# Exercise task
Write out the whole listing exactly as it stands.

# Listing

┄┄┄┄┄┄┄┄┄┄

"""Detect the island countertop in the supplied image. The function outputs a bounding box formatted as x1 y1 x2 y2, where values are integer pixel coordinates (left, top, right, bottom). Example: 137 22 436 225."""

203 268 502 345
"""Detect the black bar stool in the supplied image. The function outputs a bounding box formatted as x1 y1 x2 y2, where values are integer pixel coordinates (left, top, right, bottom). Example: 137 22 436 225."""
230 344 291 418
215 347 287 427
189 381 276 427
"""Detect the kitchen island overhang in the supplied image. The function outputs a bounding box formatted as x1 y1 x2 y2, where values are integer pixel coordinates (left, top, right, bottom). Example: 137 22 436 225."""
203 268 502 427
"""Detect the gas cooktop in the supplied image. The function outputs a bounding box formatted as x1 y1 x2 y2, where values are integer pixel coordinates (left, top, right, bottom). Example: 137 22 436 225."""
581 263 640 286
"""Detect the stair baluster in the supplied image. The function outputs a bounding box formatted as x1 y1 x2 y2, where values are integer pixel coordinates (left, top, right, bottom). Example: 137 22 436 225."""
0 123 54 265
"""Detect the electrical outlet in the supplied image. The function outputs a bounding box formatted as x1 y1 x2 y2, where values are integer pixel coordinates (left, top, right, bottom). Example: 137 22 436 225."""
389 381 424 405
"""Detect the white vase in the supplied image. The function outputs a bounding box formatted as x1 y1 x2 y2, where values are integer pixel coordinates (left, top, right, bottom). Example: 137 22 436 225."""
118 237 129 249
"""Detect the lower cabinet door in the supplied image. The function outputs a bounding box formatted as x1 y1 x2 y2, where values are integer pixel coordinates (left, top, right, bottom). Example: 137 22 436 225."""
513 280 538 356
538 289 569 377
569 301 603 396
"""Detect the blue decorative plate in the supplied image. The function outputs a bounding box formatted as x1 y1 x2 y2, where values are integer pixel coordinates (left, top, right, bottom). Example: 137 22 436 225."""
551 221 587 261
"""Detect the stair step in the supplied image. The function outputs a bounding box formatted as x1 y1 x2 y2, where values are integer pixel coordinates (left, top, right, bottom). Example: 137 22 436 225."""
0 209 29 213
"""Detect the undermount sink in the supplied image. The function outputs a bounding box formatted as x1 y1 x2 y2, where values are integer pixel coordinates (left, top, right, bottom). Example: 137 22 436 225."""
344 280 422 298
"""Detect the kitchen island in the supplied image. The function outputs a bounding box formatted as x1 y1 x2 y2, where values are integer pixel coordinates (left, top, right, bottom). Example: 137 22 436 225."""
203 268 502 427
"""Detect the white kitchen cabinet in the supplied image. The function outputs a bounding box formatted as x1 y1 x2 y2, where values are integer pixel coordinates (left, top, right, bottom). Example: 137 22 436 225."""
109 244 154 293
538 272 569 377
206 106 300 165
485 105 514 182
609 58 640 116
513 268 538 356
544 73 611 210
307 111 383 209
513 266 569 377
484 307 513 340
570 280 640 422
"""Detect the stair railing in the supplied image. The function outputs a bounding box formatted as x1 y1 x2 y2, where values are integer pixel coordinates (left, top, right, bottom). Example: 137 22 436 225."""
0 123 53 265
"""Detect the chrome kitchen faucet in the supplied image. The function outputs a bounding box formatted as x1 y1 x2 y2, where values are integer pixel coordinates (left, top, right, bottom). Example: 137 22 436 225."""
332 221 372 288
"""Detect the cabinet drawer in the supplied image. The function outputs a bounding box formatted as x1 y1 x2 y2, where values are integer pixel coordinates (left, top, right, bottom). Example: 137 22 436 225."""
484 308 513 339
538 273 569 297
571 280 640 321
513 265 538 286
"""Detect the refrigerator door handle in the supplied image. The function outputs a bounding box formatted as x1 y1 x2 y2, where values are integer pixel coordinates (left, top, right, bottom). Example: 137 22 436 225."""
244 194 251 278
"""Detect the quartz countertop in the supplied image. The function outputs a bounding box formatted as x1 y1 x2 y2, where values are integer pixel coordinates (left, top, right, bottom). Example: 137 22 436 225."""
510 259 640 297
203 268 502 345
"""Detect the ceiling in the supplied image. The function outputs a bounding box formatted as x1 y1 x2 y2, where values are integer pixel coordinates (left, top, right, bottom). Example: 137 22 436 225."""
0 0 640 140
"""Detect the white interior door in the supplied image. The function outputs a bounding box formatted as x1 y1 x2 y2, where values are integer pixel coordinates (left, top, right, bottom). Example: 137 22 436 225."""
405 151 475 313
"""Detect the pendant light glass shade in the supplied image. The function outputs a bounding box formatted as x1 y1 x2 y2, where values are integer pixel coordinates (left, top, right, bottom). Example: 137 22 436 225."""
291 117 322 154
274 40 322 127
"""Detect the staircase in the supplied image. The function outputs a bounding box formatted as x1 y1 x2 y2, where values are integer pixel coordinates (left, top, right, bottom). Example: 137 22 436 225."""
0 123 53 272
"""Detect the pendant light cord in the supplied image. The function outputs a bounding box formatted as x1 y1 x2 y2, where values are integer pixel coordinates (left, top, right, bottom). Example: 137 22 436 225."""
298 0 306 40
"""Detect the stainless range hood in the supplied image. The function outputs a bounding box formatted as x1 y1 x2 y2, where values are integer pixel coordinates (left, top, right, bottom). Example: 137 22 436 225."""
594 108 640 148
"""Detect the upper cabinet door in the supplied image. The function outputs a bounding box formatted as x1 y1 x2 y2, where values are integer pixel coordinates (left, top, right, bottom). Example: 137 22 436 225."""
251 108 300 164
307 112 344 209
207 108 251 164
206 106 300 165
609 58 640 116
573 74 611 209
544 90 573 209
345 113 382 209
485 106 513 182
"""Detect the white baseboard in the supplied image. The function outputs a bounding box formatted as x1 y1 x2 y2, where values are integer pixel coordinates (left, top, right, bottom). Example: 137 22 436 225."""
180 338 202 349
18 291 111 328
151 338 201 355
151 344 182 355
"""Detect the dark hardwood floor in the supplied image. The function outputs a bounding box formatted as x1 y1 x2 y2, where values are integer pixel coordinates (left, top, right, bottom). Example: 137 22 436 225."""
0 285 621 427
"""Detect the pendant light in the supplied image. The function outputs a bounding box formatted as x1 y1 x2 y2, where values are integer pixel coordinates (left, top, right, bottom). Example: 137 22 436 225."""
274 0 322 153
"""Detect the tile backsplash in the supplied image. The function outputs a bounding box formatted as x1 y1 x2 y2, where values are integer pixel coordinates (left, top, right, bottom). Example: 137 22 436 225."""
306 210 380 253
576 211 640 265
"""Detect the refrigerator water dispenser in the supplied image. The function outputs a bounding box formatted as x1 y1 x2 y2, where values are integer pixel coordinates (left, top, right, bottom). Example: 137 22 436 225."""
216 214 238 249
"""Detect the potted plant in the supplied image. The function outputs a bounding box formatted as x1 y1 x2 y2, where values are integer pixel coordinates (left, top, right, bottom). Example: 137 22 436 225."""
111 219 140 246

┄┄┄┄┄┄┄┄┄┄

# Expected answer
"""Detect the island countertop in the supplied image. The function outputs a bounding box formatted as x1 y1 x2 y2, where values are integer pixel coordinates (left, top, right, bottom). Example: 137 22 436 225."""

203 268 502 345
"""Detect the black bar stool in the supplied image. The function outputs a bounding box formatted as x1 y1 x2 y2, where values are integer pixel coordinates (left, top, right, bottom). Example: 137 22 436 225."""
230 344 291 418
215 347 287 427
189 381 276 427
"""Detect the kitchen island overhang in the supplied image. The function outputs a bounding box formatted as x1 y1 x2 y2, where values are integer pixel coordinates (left, top, right, bottom). Example: 137 22 436 225."""
203 268 502 427
"""Detect the gas cooktop in the supplied image. The function outputs a bounding box formatted as x1 y1 x2 y2, where values are integer pixel coordinates (left, top, right, bottom). Example: 137 22 436 225."""
581 263 640 286
"""Detect the stair baluster in the supplied image. The function outputs a bounding box formatted as x1 y1 x2 y2, where values are integer pixel coordinates (left, top, right, bottom). Example: 137 22 436 225."""
0 123 54 265
"""Detect the electrical outlet in the supplied image. The function outputs a bounding box formatted as x1 y1 x2 y2, where values are integer pixel coordinates (left, top, right, bottom). Example: 137 22 436 225."""
389 381 424 405
"""Detect the white vase in the supplied image. The function outputs a bounding box formatted as x1 y1 x2 y2, where values are integer pixel coordinates (left, top, right, bottom). Example: 137 22 436 225."""
118 237 129 249
"""Detect the lower cabinet door in the supplied image. The function outputs a bounding box formatted as x1 y1 x2 y2, where values are integer pixel coordinates (left, top, right, bottom). Example: 137 22 436 225."""
513 280 538 356
538 289 569 377
569 301 603 396
"""Detect the blue decorative plate in the supplied image. The function outputs a bounding box formatted as x1 y1 x2 y2, where values are integer pixel coordinates (left, top, right, bottom). Example: 137 22 436 225."""
551 221 587 261
"""Detect the stair step in the supplied image. The function outputs a bounding box formatted as x1 y1 x2 y2, where values are integer pixel coordinates (left, top, right, bottom). Example: 137 22 436 225."""
0 209 29 213
"""Detect the undermount sink in the supplied image. The function outputs a bounding box formatted as x1 y1 x2 y2, where values are integer pixel coordinates (left, top, right, bottom). Example: 137 22 436 225."""
344 280 422 298
"""Detect the kitchen island in the supplied image. The function outputs a bounding box formatted as x1 y1 x2 y2, where values are integer pixel coordinates (left, top, right, bottom). Example: 137 22 436 225."""
203 268 502 427
"""Detect the white kitchen cabinet in the supplied image. The function outputs a bounding box formatted as x1 y1 x2 y2, where values are integer pixel coordinates (left, top, right, bottom). Example: 137 22 436 225."""
109 244 154 293
538 272 569 377
206 106 300 165
485 105 514 182
609 58 640 116
513 268 538 356
544 73 611 210
307 111 383 209
513 266 569 377
484 307 513 340
570 280 640 422
"""Detect the stair railing in the supplied image. The function outputs a bounding box formatted as x1 y1 x2 y2, where values are integer pixel coordinates (left, top, right, bottom). Example: 137 22 436 225."""
0 123 53 265
"""Detect the chrome kitchen faucet in the supplied image. The function outputs a bounding box formatted as x1 y1 x2 y2, where values are integer pixel coordinates (left, top, right, bottom). Example: 137 22 436 225."""
332 221 372 288
"""Detect the cabinet drawer in the supplied image. The function outputs a bounding box formatted as x1 y1 x2 y2, where values are integer pixel coordinates (left, top, right, bottom). Example: 137 22 436 225."""
484 308 513 339
538 273 569 297
571 280 640 321
513 265 538 286
"""Detect the refrigerator door handle in the supplied image. The function outputs a bounding box formatted as x1 y1 x2 y2, where values are integer pixel coordinates (left, top, right, bottom). Example: 137 22 436 225."""
244 194 251 278
"""Detect the quartz countertop in the supplied image. The function outputs a bounding box formatted as x1 y1 x2 y2, where values are integer pixel coordinates (left, top, right, bottom). Example: 137 22 436 225."""
510 259 640 297
203 268 502 345
"""Detect the ceiling in the supplied image. The function outputs a bounding box formatted as x1 y1 x2 y2, where values are integer pixel coordinates (left, top, right, bottom). Example: 137 22 436 225."""
0 0 640 140
"""Detect the white interior door in the supplied image. The function outputs a bounding box formatted as x1 y1 x2 y2, where values are integer pixel coordinates (left, top, right, bottom). Example: 137 22 436 225."""
405 151 475 313
"""Detect the pendant light glass shade in the supplied image. The function outputs a bounding box formatted as x1 y1 x2 y2, where values are integer pixel coordinates (left, top, right, bottom). Example: 137 22 436 225."""
291 117 322 154
274 40 322 127
"""Detect the staircase in the supplied image. The function outputs a bounding box formatted as x1 y1 x2 y2, where values are integer pixel coordinates (left, top, right, bottom). Example: 137 22 436 225."""
0 123 53 272
"""Detect the pendant light cord in the supplied image. The function outputs a bounding box formatted as x1 y1 x2 y2, where values are integer pixel coordinates (left, top, right, bottom). Example: 137 22 436 225."""
298 0 306 40
"""Detect the stainless range hood in the supplied image. The function outputs a bounding box formatted as x1 y1 x2 y2, where values are integer pixel coordinates (left, top, right, bottom). Example: 137 22 436 225."""
594 108 640 148
"""Detect the upper cabinet door in the supplied image. The function outputs a bounding box formatted as x1 y1 x2 y2, where values are integer pixel coordinates (left, top, right, bottom). Example: 137 22 436 225."""
251 108 300 164
307 112 344 209
207 108 251 164
206 106 300 165
609 58 640 116
573 74 611 209
544 90 573 209
345 113 382 209
485 106 513 182
"""Detect the white baseboard in the supplied image. The function outputs a bounding box formatted as x1 y1 x2 y2, where values are integer pixel coordinates (left, top, right, bottom). Example: 137 22 436 225."""
180 338 202 349
18 291 111 328
151 338 201 355
151 344 182 355
"""Detect the dark hardwood floor in the supplied image. The function outputs a bounding box formatted as x1 y1 x2 y2, where values are integer pixel coordinates (left, top, right, bottom). Example: 137 22 436 225."""
0 285 621 427
"""Detect the pendant light in the supplied image. The function outputs a bounding box formatted as x1 y1 x2 y2, where values are integer pixel coordinates (left, top, right, bottom). Example: 137 22 436 225."""
274 0 322 153
"""Detect the tile backsplash in the supplied image. The function outputs a bounding box formatted as x1 y1 x2 y2, where values are integer pixel coordinates (left, top, right, bottom). Example: 137 22 436 225."""
306 210 380 253
576 211 640 265
"""Detect the refrigerator water dispenser in the supplied image. The function outputs a bounding box formatted as x1 y1 x2 y2, where values are integer pixel coordinates (left, top, right, bottom). Example: 137 22 436 225."""
216 214 238 249
"""Detect the potted plant in the supplied image. The function outputs a bounding box formatted as x1 y1 x2 y2, where values are integer pixel coordinates (left, top, right, bottom). Example: 137 22 436 225."""
111 219 140 246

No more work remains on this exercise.